How many lines of the listing below contain the word "water"? Reply with the number alone.

-- Begin DATA PROVIDED --

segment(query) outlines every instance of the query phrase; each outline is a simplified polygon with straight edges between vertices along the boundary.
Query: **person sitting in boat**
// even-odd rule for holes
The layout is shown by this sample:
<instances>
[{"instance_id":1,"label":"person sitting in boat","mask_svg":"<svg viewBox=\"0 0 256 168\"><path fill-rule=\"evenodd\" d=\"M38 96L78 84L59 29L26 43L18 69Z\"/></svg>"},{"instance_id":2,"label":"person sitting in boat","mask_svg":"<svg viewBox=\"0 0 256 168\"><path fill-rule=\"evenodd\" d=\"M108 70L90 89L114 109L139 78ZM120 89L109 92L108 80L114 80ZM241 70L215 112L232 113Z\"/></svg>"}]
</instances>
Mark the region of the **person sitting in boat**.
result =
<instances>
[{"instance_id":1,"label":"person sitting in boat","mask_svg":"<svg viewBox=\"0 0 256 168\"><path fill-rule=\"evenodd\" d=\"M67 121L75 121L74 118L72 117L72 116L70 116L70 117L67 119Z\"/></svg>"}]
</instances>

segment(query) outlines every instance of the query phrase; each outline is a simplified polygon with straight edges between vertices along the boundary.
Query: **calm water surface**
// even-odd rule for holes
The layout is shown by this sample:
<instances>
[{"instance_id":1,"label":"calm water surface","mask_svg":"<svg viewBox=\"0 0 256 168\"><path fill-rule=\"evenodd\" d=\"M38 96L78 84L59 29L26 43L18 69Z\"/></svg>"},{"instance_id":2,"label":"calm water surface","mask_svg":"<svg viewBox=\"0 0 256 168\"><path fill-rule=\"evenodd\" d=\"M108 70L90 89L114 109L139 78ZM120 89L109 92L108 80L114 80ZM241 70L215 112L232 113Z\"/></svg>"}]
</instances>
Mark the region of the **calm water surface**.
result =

-- End DATA PROVIDED --

**EXERCISE RESPONSE**.
3